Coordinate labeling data
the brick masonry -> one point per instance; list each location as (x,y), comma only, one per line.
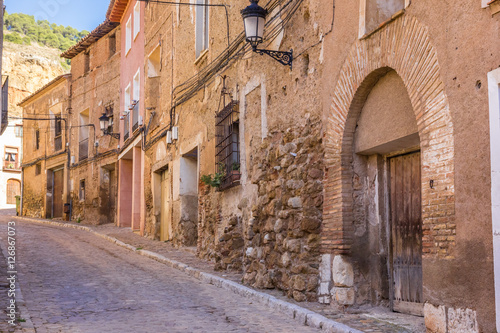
(404,46)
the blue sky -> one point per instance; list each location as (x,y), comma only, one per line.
(80,14)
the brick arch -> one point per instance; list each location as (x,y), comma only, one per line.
(403,46)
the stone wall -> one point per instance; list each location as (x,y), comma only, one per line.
(283,237)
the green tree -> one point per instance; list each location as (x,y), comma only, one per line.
(25,29)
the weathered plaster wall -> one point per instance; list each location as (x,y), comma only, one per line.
(54,100)
(275,104)
(92,91)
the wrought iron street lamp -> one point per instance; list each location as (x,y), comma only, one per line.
(104,124)
(254,19)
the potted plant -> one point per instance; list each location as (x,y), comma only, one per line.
(215,180)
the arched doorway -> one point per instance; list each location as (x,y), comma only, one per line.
(386,190)
(13,189)
(403,46)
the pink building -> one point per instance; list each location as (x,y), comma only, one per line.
(130,208)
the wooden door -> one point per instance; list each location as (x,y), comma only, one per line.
(112,195)
(166,211)
(406,220)
(13,189)
(58,190)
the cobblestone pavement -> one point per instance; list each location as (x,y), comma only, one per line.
(374,320)
(73,281)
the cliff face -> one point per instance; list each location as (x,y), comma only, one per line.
(29,68)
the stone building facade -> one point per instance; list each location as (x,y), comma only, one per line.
(11,146)
(45,160)
(362,176)
(95,70)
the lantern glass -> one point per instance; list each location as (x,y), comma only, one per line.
(254,29)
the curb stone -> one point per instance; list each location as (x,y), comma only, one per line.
(26,326)
(303,316)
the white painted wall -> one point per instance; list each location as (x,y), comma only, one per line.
(494,96)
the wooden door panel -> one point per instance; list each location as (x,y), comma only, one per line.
(166,216)
(58,189)
(405,196)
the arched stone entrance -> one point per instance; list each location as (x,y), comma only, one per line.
(404,47)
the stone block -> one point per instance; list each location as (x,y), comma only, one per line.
(295,202)
(435,318)
(324,300)
(342,272)
(343,296)
(324,288)
(462,320)
(278,225)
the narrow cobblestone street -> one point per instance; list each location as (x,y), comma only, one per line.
(73,281)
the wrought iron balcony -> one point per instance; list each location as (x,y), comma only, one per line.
(11,166)
(83,150)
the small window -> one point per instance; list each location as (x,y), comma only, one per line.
(109,113)
(82,189)
(11,159)
(112,45)
(128,35)
(201,27)
(137,19)
(154,62)
(58,128)
(18,131)
(37,139)
(137,86)
(87,62)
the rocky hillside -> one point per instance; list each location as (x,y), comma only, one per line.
(29,68)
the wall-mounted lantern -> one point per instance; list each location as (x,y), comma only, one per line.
(254,19)
(104,123)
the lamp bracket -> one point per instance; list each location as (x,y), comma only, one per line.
(284,58)
(114,135)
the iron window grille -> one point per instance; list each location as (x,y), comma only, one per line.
(227,150)
(109,113)
(135,117)
(37,139)
(83,149)
(58,134)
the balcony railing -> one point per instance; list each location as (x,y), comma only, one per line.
(11,166)
(126,132)
(58,143)
(83,150)
(135,117)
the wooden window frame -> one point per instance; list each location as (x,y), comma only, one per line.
(227,149)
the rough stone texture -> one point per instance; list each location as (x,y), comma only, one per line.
(435,318)
(462,320)
(284,232)
(99,170)
(342,272)
(45,104)
(436,125)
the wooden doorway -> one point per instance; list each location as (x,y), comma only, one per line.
(406,236)
(58,192)
(13,189)
(166,208)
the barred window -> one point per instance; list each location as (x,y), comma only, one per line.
(227,151)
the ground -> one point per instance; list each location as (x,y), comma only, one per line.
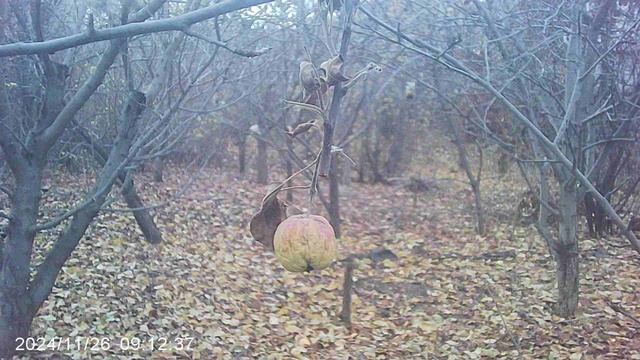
(449,294)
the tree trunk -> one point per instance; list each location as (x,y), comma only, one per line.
(158,170)
(142,216)
(480,221)
(567,252)
(242,155)
(261,163)
(334,197)
(16,309)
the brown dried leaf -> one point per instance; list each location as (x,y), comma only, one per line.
(332,69)
(264,223)
(301,128)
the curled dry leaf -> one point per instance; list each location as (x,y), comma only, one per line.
(264,223)
(301,128)
(309,77)
(332,69)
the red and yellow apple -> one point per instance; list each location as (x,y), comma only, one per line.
(304,243)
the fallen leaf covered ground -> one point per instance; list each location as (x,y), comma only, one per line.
(450,294)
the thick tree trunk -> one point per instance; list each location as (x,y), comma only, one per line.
(144,219)
(16,308)
(567,260)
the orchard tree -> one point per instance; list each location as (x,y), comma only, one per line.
(42,94)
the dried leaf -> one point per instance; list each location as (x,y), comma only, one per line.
(301,128)
(264,223)
(332,69)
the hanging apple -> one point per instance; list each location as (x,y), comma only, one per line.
(305,243)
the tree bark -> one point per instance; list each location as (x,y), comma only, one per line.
(242,155)
(334,197)
(144,219)
(16,310)
(567,260)
(261,162)
(158,170)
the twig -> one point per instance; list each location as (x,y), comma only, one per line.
(347,289)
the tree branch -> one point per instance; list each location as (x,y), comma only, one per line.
(180,22)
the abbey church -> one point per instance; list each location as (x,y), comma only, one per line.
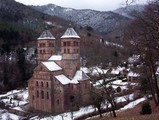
(57,83)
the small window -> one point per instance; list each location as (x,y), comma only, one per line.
(58,101)
(64,43)
(37,83)
(42,84)
(37,94)
(47,84)
(68,50)
(52,44)
(40,51)
(85,85)
(33,97)
(43,44)
(47,95)
(64,50)
(68,43)
(42,94)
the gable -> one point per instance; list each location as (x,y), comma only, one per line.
(51,66)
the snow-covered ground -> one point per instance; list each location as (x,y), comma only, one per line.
(18,98)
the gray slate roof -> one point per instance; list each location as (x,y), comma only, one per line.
(46,35)
(70,33)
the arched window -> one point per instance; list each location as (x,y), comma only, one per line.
(47,84)
(37,83)
(42,84)
(37,94)
(42,94)
(47,95)
(58,101)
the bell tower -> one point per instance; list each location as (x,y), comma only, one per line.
(45,46)
(70,50)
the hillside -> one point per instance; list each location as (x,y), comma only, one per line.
(12,11)
(102,22)
(129,10)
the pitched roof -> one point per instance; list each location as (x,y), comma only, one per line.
(51,66)
(70,33)
(63,79)
(80,76)
(46,35)
(56,57)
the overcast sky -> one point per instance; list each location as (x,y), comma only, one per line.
(101,5)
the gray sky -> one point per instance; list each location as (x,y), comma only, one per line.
(101,5)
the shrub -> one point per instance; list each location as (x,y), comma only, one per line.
(146,109)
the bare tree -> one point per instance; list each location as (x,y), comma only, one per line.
(144,36)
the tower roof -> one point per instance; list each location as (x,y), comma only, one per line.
(70,33)
(46,35)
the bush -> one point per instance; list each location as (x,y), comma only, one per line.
(146,109)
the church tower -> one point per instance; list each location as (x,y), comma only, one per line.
(70,50)
(45,46)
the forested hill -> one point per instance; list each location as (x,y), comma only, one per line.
(20,24)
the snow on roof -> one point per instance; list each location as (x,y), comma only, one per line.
(97,71)
(157,71)
(134,58)
(52,66)
(132,74)
(85,69)
(115,71)
(46,35)
(55,57)
(63,79)
(80,75)
(70,33)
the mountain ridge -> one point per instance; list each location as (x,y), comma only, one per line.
(101,21)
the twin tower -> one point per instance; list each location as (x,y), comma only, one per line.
(70,50)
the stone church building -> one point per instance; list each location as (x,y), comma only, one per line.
(58,84)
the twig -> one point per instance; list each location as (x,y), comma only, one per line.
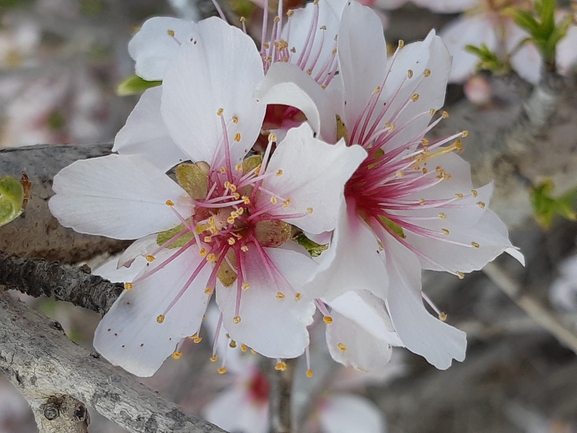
(542,315)
(36,356)
(281,383)
(37,277)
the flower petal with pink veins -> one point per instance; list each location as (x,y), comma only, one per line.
(419,331)
(272,325)
(122,197)
(312,175)
(218,70)
(287,84)
(129,334)
(144,133)
(345,413)
(234,410)
(352,346)
(467,30)
(153,47)
(353,261)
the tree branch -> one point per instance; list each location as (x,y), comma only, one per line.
(37,357)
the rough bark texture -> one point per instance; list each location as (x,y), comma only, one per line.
(37,357)
(37,277)
(36,233)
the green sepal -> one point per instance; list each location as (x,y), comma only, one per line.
(546,207)
(395,228)
(135,85)
(313,248)
(11,199)
(193,180)
(166,235)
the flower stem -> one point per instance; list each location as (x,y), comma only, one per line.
(280,397)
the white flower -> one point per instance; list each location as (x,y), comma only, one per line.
(410,205)
(220,228)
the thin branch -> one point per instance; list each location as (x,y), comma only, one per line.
(546,318)
(36,356)
(37,277)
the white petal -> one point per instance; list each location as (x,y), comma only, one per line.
(287,84)
(274,327)
(233,410)
(362,57)
(218,70)
(122,197)
(467,30)
(145,134)
(153,48)
(302,30)
(129,334)
(313,178)
(344,413)
(420,332)
(353,261)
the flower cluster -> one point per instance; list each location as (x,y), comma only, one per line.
(245,163)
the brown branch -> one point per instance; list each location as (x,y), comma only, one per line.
(37,357)
(37,277)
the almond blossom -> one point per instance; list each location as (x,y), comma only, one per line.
(224,227)
(409,206)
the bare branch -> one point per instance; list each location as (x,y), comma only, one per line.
(37,277)
(36,356)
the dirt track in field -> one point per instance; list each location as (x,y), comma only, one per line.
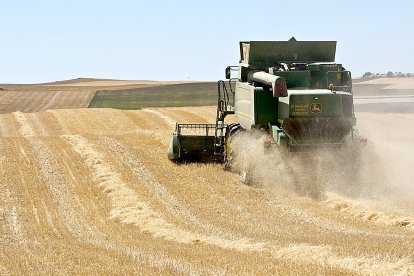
(92,191)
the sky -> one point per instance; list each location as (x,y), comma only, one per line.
(49,40)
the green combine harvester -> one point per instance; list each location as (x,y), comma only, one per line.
(294,91)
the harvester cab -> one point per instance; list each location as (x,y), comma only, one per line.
(292,89)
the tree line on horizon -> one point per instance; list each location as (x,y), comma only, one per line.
(389,74)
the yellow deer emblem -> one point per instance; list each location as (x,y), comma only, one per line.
(316,108)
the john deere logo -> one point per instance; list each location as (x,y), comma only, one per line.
(316,108)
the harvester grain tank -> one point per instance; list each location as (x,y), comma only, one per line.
(292,90)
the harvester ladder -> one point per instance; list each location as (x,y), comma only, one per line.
(225,100)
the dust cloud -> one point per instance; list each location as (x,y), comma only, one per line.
(378,176)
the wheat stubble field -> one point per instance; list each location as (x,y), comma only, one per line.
(91,191)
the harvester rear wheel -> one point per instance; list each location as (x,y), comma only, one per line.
(245,174)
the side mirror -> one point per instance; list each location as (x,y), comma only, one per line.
(228,72)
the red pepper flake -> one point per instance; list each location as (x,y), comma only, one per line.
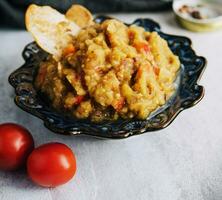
(156,70)
(141,46)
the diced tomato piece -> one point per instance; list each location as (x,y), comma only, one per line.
(119,104)
(131,36)
(141,46)
(156,70)
(78,99)
(69,50)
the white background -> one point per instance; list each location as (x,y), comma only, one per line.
(182,162)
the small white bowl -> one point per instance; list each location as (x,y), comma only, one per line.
(210,10)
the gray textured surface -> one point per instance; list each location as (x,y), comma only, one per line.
(182,162)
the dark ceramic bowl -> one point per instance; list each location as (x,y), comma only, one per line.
(187,94)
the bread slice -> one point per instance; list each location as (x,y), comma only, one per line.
(51,30)
(80,15)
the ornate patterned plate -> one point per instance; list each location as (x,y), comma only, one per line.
(187,94)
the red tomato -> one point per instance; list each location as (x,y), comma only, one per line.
(16,143)
(51,164)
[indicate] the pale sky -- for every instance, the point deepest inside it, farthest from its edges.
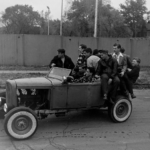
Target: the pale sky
(54, 5)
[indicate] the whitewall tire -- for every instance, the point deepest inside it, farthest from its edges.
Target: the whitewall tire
(20, 123)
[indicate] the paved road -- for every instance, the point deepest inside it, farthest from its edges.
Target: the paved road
(89, 130)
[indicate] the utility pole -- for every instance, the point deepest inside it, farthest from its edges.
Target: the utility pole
(48, 19)
(96, 16)
(61, 18)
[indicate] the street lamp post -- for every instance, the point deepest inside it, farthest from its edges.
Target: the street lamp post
(96, 15)
(61, 18)
(48, 19)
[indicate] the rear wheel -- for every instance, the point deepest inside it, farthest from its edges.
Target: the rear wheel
(121, 110)
(20, 123)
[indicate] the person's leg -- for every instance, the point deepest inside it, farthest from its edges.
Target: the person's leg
(3, 93)
(114, 88)
(129, 85)
(104, 84)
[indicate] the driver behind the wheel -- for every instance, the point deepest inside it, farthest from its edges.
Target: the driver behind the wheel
(89, 76)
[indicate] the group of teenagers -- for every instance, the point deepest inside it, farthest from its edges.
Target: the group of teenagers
(114, 70)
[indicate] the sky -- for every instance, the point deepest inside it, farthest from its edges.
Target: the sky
(54, 5)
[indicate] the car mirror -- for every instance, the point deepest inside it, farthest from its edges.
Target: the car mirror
(64, 80)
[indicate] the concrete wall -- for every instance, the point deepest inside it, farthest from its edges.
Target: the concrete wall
(38, 50)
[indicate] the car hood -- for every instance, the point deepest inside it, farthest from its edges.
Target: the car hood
(37, 82)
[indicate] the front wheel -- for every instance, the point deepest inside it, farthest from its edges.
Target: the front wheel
(20, 123)
(121, 110)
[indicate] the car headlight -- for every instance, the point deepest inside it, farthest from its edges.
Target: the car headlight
(5, 107)
(2, 101)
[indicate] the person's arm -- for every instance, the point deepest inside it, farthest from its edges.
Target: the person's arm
(53, 62)
(71, 64)
(135, 71)
(124, 66)
(99, 68)
(114, 69)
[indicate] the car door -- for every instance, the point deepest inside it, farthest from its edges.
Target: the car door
(84, 95)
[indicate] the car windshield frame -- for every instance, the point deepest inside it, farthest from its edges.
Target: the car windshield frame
(58, 73)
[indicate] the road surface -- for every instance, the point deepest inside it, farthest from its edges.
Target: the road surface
(89, 130)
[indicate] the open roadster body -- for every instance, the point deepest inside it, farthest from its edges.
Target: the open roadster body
(30, 99)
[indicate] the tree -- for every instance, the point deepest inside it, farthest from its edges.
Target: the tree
(21, 19)
(110, 23)
(133, 12)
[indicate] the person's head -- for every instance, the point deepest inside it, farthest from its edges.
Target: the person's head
(87, 52)
(82, 47)
(99, 53)
(104, 54)
(122, 50)
(136, 61)
(61, 53)
(95, 52)
(90, 71)
(116, 48)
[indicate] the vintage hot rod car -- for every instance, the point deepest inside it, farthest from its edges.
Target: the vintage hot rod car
(30, 99)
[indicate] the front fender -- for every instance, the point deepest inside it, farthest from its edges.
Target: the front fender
(11, 94)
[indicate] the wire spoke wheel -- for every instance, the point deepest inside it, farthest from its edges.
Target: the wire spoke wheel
(121, 110)
(20, 123)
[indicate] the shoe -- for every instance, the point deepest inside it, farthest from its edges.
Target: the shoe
(126, 94)
(133, 96)
(105, 97)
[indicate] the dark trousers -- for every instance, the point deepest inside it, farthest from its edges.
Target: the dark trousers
(109, 89)
(126, 84)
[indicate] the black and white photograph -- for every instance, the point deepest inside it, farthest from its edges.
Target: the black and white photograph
(75, 75)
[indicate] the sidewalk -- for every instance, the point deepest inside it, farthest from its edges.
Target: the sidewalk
(23, 71)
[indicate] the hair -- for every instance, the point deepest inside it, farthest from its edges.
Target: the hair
(115, 44)
(119, 46)
(95, 51)
(91, 69)
(88, 50)
(122, 50)
(83, 46)
(137, 59)
(61, 51)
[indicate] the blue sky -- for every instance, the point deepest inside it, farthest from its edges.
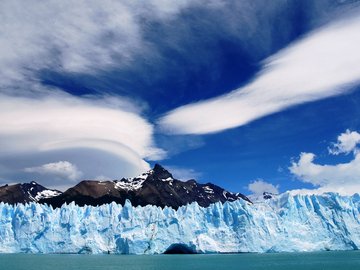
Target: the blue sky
(228, 92)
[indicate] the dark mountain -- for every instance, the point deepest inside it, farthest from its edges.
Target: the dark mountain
(27, 192)
(156, 187)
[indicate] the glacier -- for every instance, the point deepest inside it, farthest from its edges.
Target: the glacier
(284, 223)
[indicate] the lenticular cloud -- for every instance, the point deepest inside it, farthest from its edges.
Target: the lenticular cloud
(323, 64)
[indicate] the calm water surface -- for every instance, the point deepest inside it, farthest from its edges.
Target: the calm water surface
(348, 260)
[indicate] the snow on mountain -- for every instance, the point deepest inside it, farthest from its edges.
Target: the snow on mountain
(281, 223)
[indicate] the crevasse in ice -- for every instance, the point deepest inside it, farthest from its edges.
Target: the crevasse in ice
(284, 223)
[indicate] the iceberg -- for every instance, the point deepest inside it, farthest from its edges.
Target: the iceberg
(284, 223)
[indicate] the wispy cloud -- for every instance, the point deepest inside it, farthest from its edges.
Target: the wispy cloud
(36, 126)
(347, 143)
(320, 65)
(342, 177)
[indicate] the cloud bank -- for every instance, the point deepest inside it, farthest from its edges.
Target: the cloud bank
(343, 177)
(37, 126)
(320, 65)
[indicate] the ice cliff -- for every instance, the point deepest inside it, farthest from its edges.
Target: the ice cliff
(283, 223)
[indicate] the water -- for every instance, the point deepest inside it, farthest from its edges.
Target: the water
(318, 260)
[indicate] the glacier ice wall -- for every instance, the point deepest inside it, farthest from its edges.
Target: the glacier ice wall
(285, 223)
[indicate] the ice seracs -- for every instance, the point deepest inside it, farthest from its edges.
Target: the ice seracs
(282, 223)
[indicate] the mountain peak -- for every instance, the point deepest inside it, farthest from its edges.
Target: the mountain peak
(160, 172)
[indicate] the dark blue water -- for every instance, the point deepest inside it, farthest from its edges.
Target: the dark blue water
(340, 260)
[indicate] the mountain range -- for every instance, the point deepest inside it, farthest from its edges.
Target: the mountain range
(156, 187)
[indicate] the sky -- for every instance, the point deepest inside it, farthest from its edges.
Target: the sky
(250, 95)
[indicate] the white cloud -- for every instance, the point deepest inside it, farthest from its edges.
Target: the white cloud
(61, 169)
(322, 64)
(346, 143)
(258, 187)
(40, 125)
(342, 177)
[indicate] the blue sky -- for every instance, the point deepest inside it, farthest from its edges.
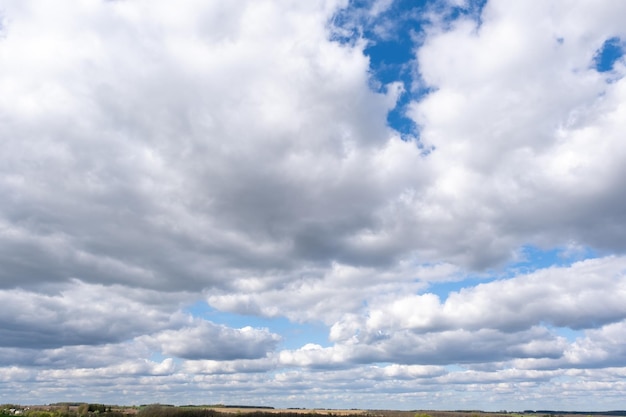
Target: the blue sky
(339, 204)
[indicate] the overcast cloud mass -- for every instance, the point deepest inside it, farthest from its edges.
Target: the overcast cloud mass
(320, 203)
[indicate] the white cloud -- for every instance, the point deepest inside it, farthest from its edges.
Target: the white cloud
(202, 339)
(230, 151)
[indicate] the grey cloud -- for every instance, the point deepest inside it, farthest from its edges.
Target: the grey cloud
(205, 340)
(82, 314)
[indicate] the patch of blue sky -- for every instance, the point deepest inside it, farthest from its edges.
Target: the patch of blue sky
(611, 51)
(392, 37)
(534, 258)
(570, 334)
(531, 259)
(444, 289)
(294, 335)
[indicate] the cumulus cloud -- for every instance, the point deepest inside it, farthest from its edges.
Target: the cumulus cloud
(241, 153)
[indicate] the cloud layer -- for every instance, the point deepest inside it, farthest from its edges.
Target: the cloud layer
(240, 155)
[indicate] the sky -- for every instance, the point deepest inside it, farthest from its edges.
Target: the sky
(323, 203)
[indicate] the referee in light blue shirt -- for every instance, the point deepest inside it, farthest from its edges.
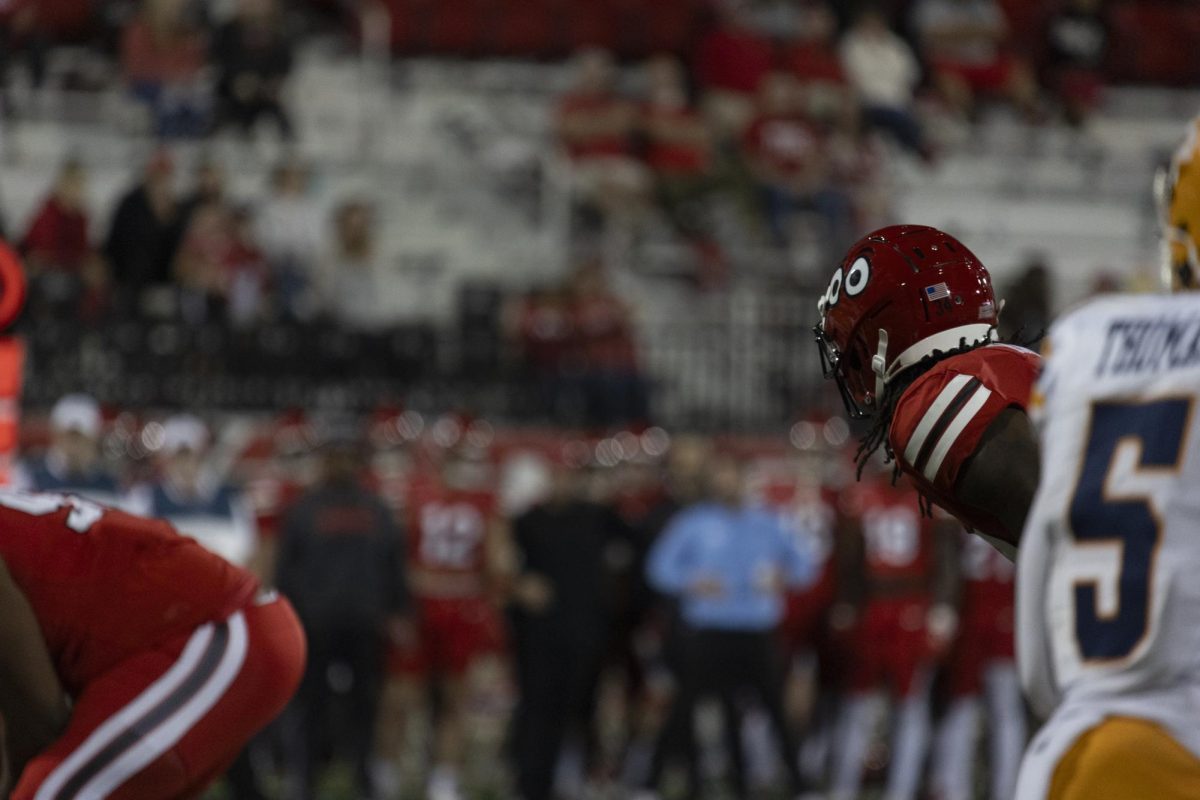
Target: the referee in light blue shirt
(727, 566)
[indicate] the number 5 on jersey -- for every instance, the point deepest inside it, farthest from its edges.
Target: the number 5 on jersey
(1133, 456)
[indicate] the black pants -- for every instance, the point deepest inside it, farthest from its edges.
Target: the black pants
(557, 678)
(724, 663)
(345, 668)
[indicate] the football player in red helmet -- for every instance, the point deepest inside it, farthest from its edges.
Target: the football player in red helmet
(909, 332)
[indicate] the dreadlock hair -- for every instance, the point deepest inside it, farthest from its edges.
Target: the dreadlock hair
(877, 434)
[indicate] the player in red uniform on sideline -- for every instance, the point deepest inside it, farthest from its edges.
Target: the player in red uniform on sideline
(169, 656)
(459, 558)
(907, 331)
(982, 665)
(895, 578)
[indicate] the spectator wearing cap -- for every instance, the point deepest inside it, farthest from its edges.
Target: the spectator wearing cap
(791, 161)
(293, 233)
(72, 463)
(252, 53)
(144, 232)
(190, 494)
(341, 561)
(885, 73)
(814, 60)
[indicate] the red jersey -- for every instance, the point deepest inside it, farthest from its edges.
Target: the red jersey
(789, 144)
(943, 414)
(670, 155)
(899, 542)
(106, 585)
(448, 536)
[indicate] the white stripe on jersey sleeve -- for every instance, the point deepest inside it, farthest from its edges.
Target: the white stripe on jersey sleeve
(953, 431)
(933, 414)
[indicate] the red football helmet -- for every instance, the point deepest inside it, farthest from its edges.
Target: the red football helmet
(903, 293)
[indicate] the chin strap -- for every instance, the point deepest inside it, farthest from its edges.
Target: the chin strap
(979, 334)
(880, 364)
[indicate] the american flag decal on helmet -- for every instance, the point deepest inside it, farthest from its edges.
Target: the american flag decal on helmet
(937, 292)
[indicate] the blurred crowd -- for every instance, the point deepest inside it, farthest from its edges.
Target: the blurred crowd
(180, 250)
(543, 613)
(779, 118)
(786, 112)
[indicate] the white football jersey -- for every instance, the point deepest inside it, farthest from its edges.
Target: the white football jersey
(1109, 565)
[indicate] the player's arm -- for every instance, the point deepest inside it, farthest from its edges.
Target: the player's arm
(31, 699)
(1001, 475)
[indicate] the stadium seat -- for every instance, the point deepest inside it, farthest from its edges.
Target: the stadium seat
(456, 26)
(528, 28)
(670, 26)
(1156, 42)
(593, 24)
(407, 19)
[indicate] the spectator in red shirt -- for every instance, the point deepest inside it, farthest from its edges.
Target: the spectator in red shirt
(791, 161)
(22, 34)
(678, 144)
(247, 272)
(201, 263)
(58, 250)
(730, 62)
(679, 151)
(1078, 43)
(815, 61)
(162, 60)
(965, 43)
(595, 127)
(611, 382)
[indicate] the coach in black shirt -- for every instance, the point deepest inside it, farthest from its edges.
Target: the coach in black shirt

- WHAT YOU NEED TO DO: Reproduce, word for word, every line starting at the line that contains "[indicate] the white football" and ending with the final line of the entries.

- TASK RESULT:
[indicate] the white football jersey -- for every instance, the point deepest inside it, farthest from its edges.
Target: the white football jersey
(1109, 565)
[indicate] the player's arm -- for every instance, the point deepest inside it, farthest from its edges.
Target: the player's arm
(31, 699)
(1001, 475)
[indicate] the stadium seat -- for every instance, the point deepest inside it, farthest from its edges.
Target: the stadium seat
(456, 26)
(528, 28)
(670, 26)
(1156, 42)
(593, 24)
(407, 19)
[indicate] the spectator in red shirt -- for every instance, the point deepest inside it, farthest from its edges.
Target: the spectator in red shirt
(791, 161)
(22, 34)
(678, 144)
(247, 272)
(201, 263)
(58, 250)
(730, 62)
(679, 151)
(1078, 43)
(815, 61)
(162, 60)
(965, 43)
(595, 127)
(611, 382)
[indicate] the coach in black shirt -- for every instance, the point deepest inside it, farthest from its edges.
Target: the coach in black shirt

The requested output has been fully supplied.